• Tasks to perform:
A. List the delays that the SUNSET technical description says are usually ignored in simulation when real devices are involved.
B. According to the SUNSET technical description, what is the fixed packet length for the FSK Micro-Modem?
C. Using the SUNSET technical description, explain why the message an external device sends may not match the original size of the created message.

───── Text excerpt ─────

Sapienza University Networking framework for underwater Simulation, Emulation and real-life Testing


A Technical Description

The Sapienza University Networking framework for underwater Simulation, Emulation and real-life Testing (SUNSET) is a new solution developed to seamlessly simulate, emulate and test at sea novel communication protocols [1], which is based on the open source and well known network simulator ns-2 (and its extension ns-Miracle [2]). Using the proposed framework, anyone willing to implement its solution for simulation experiments using ns-2 can use the same code in emulation mode, adopting real acoustic modem for data transmission. The framework code has also successfully been ported on small portable devices (Gumstix, PC104 or other ARM-based systems), thus allowing us to embed it inside modem or AUV housings.
When running simulations the framework can use different underwater acoustic channel models, such as the empirical formulas (Urick book [3]) or it can use the Bellhop propagation simulator via the WOSS [4] interface, which can load real environmental parameters and provide more accurate results. In order to allow ns-2 to work correctly in an efficient way with real devices, some of the ns-2 components has been extended and improved.

  • The use of multiple threads has been introduced, thus allowing the main thread to run the protocol stack while secondary threads listen to communications from external devices.

  • A new real time scheduler has been implemented to more accurately capture the elapsed time, making it possible for secondary threads to interact with the ordered data structure of the scheduler (used by the main thread) while the main thread is waiting for the next event to be scheduled.

Moreover, additional modules have been designed to make the execution of simulation and emulation easier and more transparent to the user. A description of these modules is presented below:

Timing module

A timing module has been implemented which is used to model external device delays and overhead. When running simulation, the delays related to the use of real devices are usually ignored. These delays include: 1) Computational delay; 2) Operational delay related to internal operations of the considered device (acoustic modems, Gumstix, other external devices); 3) Delays related to the communication between different hardware components on the same node. These aspects have to be kept into account when tuning the protocols parameters before real-life tests. Moreover, it is not always true that the message sent by the external device exactly corresponds to the original size of the created message, because of coding performed by the device or constraints on the final packet sizes to be transmitted. E.g. the packet length for FSK Micro-Modem is fixed to 32 Bytes, if the length of the message to be transmitted, let's say k, is shorter than that k < 32 always 32 Bytes are transmitted in water with 32 − k Bytes filled with zero. The timing module is used to consider these delays and overhead when running both in simulation and emulation mode. If these delays are already accounted for when computing protocol stack timeouts for simulation purposes (which means a specific modem model is used for simulation and corresponding parameters are set in the timing module), no changes in the code are needed and the code is seamlessly ported to real devices and used for tests at sea or in a lab emulation environment.

───── Given data ─────

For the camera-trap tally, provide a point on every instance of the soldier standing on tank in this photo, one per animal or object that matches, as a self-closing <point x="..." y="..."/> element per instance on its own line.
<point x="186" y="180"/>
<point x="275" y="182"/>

─────

• Solved problems:
A.
1) Computational delay
2) Operational delay related to internal operations of the device (acoustic modems, Gumstix, other external devices)
3) Delays related to the communication between different hardware components on the same node

B. 32 Bytes.

C. The device may apply coding to the message, or there may be constraints on the final packet sizes to be transmitted. For example, the FSK Micro-Modem always transmits 32 Bytes, so a shorter message of k Bytes is filled out with 32 − k zero Bytes.